Given instruction — Extract every line in the listing below that contains the string "lamp", matching case exactly.

The records —
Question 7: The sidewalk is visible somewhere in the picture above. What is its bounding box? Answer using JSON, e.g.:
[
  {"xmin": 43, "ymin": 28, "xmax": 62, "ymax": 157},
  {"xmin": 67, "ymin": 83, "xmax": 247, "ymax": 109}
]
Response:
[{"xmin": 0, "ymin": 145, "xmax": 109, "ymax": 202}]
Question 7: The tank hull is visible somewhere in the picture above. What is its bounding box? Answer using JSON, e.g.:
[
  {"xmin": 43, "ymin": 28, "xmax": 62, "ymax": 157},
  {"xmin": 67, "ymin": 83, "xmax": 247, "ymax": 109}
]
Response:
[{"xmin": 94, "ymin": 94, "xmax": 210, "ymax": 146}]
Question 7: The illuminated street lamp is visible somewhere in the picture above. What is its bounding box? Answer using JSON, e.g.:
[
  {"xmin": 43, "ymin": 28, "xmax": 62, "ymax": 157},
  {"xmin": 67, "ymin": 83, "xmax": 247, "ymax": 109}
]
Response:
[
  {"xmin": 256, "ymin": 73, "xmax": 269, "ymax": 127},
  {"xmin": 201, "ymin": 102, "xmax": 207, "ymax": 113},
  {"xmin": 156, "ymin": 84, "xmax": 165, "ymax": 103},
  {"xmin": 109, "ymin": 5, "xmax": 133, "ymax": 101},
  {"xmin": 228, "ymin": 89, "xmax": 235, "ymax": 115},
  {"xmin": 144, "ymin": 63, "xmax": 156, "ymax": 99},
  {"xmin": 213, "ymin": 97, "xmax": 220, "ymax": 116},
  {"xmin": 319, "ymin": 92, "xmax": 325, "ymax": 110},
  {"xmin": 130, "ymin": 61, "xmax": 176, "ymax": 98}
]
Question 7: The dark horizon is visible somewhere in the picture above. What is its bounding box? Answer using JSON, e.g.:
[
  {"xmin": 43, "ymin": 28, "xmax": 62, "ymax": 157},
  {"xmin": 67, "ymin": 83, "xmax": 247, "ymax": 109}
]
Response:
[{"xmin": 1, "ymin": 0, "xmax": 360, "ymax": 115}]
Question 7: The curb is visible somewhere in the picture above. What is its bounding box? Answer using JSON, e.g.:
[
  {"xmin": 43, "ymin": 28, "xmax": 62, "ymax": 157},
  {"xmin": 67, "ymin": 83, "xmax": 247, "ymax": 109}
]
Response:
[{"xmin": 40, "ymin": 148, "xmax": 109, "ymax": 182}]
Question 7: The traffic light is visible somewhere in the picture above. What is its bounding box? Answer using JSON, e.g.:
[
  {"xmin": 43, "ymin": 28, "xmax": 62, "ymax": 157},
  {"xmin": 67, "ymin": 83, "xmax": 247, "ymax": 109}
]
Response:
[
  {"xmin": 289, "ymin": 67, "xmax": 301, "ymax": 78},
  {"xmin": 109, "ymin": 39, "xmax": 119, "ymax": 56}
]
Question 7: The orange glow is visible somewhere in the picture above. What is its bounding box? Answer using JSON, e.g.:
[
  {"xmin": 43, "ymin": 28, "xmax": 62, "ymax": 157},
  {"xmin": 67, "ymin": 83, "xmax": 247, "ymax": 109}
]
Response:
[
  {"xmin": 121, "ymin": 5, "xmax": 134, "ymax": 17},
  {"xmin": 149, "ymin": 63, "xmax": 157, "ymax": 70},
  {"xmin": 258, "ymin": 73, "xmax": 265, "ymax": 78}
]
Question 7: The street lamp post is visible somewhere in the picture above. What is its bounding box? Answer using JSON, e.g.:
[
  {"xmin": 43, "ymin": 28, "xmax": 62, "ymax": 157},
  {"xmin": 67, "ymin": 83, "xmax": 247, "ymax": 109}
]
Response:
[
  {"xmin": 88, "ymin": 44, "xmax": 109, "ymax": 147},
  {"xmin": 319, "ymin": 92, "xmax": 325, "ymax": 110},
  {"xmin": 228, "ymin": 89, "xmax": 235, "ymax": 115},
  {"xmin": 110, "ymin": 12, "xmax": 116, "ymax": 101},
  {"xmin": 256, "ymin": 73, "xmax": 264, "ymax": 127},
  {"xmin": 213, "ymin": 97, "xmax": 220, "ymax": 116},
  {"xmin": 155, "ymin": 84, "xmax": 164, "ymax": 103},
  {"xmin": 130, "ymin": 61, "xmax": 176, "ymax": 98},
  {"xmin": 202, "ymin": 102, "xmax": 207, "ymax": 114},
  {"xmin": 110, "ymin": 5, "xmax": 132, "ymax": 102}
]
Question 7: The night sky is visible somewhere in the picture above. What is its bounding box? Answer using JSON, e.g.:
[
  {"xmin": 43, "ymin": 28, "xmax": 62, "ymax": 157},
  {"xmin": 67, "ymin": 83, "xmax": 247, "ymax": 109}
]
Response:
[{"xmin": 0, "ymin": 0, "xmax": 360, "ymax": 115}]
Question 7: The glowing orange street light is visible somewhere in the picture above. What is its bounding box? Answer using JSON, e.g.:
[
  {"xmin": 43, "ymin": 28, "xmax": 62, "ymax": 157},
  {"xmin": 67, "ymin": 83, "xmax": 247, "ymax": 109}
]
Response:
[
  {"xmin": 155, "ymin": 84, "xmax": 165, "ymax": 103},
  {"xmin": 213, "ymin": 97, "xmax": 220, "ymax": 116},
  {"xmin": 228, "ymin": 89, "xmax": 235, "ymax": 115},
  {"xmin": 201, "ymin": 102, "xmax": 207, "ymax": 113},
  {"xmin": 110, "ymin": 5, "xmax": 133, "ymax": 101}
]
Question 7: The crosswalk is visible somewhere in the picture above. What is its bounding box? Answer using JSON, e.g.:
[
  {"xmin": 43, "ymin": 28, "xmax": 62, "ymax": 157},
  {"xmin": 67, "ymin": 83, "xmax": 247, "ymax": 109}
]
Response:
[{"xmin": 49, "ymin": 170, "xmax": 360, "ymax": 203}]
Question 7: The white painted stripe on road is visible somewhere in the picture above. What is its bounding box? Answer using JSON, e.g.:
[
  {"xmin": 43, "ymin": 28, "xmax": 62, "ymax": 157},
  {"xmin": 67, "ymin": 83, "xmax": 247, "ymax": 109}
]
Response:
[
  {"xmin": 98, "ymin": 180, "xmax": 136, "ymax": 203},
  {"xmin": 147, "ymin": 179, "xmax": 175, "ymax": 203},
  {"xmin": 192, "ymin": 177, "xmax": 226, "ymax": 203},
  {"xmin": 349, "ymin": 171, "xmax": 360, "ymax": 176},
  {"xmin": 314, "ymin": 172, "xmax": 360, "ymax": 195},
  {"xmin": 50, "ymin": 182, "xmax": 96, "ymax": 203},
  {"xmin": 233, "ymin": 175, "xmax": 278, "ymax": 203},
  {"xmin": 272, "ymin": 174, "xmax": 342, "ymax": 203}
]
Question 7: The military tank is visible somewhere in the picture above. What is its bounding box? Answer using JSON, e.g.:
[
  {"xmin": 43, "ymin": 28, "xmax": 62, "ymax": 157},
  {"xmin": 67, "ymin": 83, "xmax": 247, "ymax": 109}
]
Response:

Response for this exercise —
Question 7: The illuminated street lamp is visible somewhere in the picture above. What is its bounding box? Answer using JSON, e.g.:
Question 7: The street lamp post is visible somewhere in the picture above. What is its bounding box? Answer using JSON, e.g.:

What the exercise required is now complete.